▶ [Goals]
1) According to the essay on Allison Miller, what three materials does she bring along to the canvas?
2) Please write out the part of the essay on Allison Miller that begins with the words "One of the pleasures" and ends after "and slow looking.".
3) Carry on the essay on Allison Miller from the point where it ends.

Allison Miller is a young abstract painter who lives in Los Angeles, a city of few pedestrians. It is a vast, sprawling circuitry of vehicles and traffic jams, of getting from one place to another in the shortest and most efficient manner. You can still find neighborhoods to live in, but you cannot walk very far. Poor people take the bus. Taxis need a GPS. Wandering is not permitted.
In her paintings, Miller offers a radical and simple alternative to this organization of daily life. She refuses to take the shortest route, physically, and aesthetically as well, having rejected developing a recognizable style, sign or logo. She doesn’t advertise who she is, or where she is going, nor does she reach for a fashionable product, such as airless hard-edged abstraction or provisional painting. She isn’t trying to fit into any one of the currently hip narratives, whether taught in art schools or regurgitated in art magazines. Even in this day and age of anything goes, that is a quietly heretical act.
* * *
Allison Miller starts here (on an empty canvas) and goes there (a painting). She brings along certain materials to enunciate the journey she undertakes — acrylic, oil and dirt. The materials come in different colors (black, red, green, pink, yellow and a little bit of pale washy blue) and densities (from thin washes to opaque and glossy skins). She is not a purist. Her paintings are palimpsests of translucent layers that are covered by, or adjacent to, areas thick brushstrokes of color. For all their affinities, the paintings in her exhibition at Susan Inglett, New York, are more different than alike.
Miller’s acts of enunciation range from dashes, lines, and loosely painted grids to irregular and sagging rectangles, diamonds, triangles, circles and trapezoids. She often paints a thin line adjacent to a thicker line (or dash), which gives it body. The vocabulary is unadorned and direct, without flourishes or elaboration. She is interested in plain things, simple patterns, and layered space. Sometimes, as in “(Winter X Spring)” (2011), it is difficult to tell the painted line from the drip. It is also likely that she worked on this painting, which is 29 ¼ x 25 ¾ inches, from all sides.
One of the pleasures of Miller’s paintings is that they invite inquiry. We want to examine their mechanics, and see if we can learn how they were put together. They invite intimacy and slow looking.
* * *
Miller clearly knows about the history of painting in Los Angeles, particularly the Pattern and Decoration movement, which the fiercely independent art critic and theorist, Amy Goldin (1919 – 1978) helped launch. In 1969, as a visiting professor, she taught a seminar at UC San Diego. Robert Kushner and Kim MacConnell were students in that class.

▶ [Collected material]

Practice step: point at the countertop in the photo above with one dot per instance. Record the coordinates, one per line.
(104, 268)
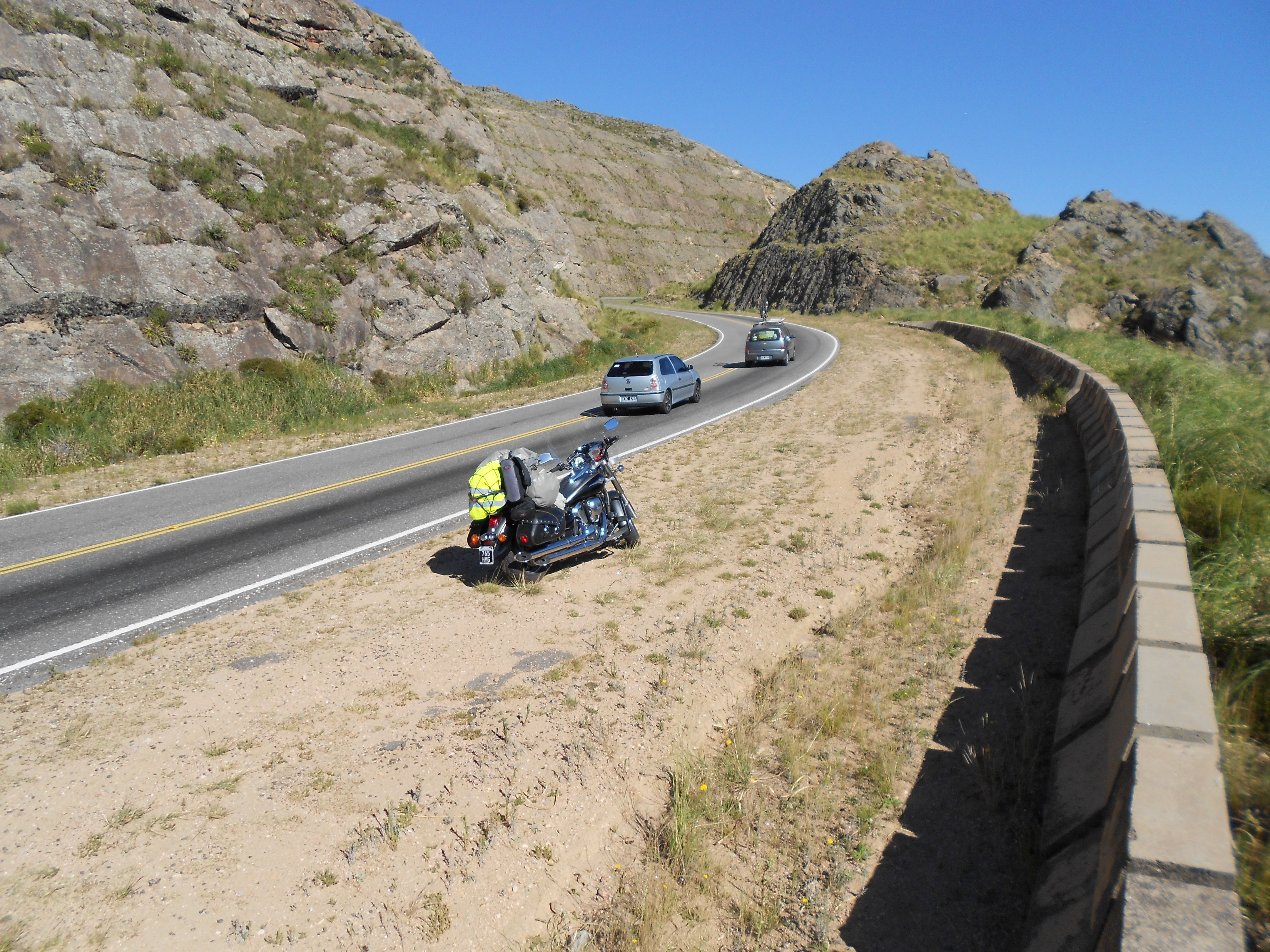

▶ [Task-by-task outputs]
1) Acrylic, oil and dirt.

2)
One of the pleasures of Miller’s paintings is that they invite inquiry. We want to examine their mechanics, and see if we can learn how they were put together. They invite intimacy and slow looking.

3)
Although Amy Goldin: Art in A Hairshirt, Art Criticism 1964 – 1978, the first collection of her influential writings, has just been published by Hard Press Editions, Goldin’s theorizing remains to a large degree hidden and untold. There is one passing reference to her in Pacific Standard Time: Los Angeles Art 1945 – 1980 (edited by Rebecca Peabody, et al., 2011). In addition to Goldin, I think that Joyce Kozloff and Miriam Shapiro, both of whom were central to the birth of Pattern and Decoration and the Feminist Art Movement in L.A in the early 1970s are part of the history that Miller has absorbed.
During Miller’s journey from here to there, she initiates conversations with various painters in the Pattern and Decoration movement, as well as with Henri Matisse, particularly the paintings he did, such as “Interior with Eggplants” (1911), shortly after seeing an exhibition of Islamic Art in Munich in 1910.
From the outset, the differences and divergences between Miller and those she talks to are apparent. She is not interested in the exotic—her patterns tend to be grids and her repetitions are usually a cluster of short parallel lines. If the sources are actual pieces of printed cloth, they are the kinds that are mass-produced and available in discount stores. She doesn’t use collage or any traditional “women’s” techniques such as sewing. It is all paint.
The fact that Miller meanders in her paintings, that she doesn’t follow a program or a procedure, distinguishes her from her Pattern and Decoration forebears. In her use of line, layers of washy color, and coats of glossy paint, Miller has brought together aspects of drawing, watercolor, and house painting together.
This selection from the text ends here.